◆ DOKUMEN SUMBER ◆

# # # #

Bina Desa

Menanam Dalam Ketidakpastian: Cerita Pertanian Alami dari Sulawesi

Cerita Pertanian Alami dari Sulawesi

Mereka adalah orang-orang yang bersemangat merawat alam di desanya, menghidupi dan hidup harmonis dengan apa yang bisa diberikan oleh tanah di mana mereka tumbuh. Di Salassae dan desa-desa sekitarnya di Kabupaten Bulukumpa, tua dan muda laki-laki dan perempuan bergandeng tangan mengupayakan kehidupan sosial yang tidak bergantung– terutama melalui kemandirian sektor pertanian dan pangan.

# # # #

◆ BAHAN TERSEDIA ◆
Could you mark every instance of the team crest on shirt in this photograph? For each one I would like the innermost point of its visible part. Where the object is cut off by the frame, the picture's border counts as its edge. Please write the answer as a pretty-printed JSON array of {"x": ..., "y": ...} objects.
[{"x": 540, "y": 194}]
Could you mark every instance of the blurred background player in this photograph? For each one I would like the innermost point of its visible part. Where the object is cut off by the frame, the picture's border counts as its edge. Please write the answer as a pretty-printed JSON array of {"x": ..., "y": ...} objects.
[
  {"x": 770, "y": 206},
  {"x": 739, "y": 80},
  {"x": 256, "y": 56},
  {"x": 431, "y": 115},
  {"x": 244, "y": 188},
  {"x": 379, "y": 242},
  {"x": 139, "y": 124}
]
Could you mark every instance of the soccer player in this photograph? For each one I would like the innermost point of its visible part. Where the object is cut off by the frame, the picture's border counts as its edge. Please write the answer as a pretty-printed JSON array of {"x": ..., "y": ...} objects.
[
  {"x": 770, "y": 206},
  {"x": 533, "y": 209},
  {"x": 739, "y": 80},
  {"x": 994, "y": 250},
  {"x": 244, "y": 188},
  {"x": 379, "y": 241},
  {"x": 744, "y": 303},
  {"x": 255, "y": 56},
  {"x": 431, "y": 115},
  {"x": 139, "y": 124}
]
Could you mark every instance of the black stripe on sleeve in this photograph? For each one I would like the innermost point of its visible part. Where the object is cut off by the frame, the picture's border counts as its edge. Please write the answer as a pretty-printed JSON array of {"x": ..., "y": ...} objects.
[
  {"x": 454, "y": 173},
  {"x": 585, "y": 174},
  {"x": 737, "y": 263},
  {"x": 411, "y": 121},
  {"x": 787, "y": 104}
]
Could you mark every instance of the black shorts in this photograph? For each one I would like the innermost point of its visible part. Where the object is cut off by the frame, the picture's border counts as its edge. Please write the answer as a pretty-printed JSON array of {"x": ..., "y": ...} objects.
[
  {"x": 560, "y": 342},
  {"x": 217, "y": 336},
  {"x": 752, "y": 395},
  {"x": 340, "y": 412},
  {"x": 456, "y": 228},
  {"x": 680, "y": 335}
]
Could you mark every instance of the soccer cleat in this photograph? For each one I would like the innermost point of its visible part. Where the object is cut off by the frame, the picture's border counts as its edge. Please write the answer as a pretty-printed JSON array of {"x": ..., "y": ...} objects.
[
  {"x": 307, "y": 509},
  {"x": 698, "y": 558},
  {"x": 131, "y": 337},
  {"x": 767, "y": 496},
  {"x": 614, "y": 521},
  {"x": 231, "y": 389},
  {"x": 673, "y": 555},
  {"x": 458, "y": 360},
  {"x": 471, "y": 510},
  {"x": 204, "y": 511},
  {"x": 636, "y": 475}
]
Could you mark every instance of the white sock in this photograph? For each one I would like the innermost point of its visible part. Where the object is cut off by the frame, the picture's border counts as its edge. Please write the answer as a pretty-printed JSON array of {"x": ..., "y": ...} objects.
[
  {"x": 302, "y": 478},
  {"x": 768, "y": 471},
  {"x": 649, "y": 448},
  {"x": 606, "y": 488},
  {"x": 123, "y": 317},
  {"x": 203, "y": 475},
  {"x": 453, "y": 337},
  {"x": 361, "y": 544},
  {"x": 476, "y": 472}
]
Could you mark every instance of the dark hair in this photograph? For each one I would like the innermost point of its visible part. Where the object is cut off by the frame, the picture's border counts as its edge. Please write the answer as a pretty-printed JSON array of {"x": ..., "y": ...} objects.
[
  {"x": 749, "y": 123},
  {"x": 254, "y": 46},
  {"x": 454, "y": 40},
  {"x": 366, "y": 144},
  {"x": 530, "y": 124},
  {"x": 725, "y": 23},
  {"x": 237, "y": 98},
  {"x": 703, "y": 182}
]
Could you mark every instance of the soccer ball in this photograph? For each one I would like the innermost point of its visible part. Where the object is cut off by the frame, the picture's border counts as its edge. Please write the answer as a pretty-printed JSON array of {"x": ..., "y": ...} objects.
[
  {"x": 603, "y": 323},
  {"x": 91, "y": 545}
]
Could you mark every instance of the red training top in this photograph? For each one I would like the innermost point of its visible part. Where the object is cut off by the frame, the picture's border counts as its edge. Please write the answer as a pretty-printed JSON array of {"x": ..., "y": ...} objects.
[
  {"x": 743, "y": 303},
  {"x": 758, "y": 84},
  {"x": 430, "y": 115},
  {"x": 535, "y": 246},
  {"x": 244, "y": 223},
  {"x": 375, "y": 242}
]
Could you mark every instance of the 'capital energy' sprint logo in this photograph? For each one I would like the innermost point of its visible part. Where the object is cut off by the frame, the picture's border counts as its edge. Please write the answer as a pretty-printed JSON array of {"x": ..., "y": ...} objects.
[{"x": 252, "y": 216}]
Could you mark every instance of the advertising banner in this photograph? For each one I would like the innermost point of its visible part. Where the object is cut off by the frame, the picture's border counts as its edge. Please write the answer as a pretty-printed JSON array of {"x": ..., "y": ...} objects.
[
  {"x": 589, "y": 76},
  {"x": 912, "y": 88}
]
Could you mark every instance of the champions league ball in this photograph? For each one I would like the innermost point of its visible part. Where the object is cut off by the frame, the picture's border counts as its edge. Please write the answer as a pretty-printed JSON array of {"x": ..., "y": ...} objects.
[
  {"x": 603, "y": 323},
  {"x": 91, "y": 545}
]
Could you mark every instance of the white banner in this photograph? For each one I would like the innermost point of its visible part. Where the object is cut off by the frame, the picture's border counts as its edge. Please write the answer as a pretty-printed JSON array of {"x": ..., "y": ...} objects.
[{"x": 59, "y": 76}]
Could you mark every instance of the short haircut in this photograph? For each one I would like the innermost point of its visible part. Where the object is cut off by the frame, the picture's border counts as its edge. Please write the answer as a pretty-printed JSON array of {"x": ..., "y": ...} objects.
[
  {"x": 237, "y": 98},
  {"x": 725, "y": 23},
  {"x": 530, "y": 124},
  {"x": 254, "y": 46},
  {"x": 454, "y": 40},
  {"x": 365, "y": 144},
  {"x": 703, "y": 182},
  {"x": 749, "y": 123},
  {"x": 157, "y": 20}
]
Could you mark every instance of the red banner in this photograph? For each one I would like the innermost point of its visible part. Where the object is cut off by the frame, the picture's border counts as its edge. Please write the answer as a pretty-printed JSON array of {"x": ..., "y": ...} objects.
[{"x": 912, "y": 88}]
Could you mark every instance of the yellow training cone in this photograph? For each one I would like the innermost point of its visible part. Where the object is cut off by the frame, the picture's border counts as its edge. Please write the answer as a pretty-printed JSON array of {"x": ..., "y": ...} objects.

# # # #

◆ TUGAS ANDA ◆
Jawab tiga pertanyaan tentang dokumen sumber ini:
(a) Cerita pertanian alami dalam judulnya berasal dari pulau mana?
(b) Salassae terletak di kabupaten apa?
(c) Terutama melalui apa kehidupan sosial yang tidak bergantung diupayakan?
Gunakan hanya dokumen sumber sebagai dasar jawaban.

◆ JAWABAN ◆
(a) Sulawesi.
(b) Kabupaten Bulukumpa.
(c) Melalui kemandirian sektor pertanian dan pangan.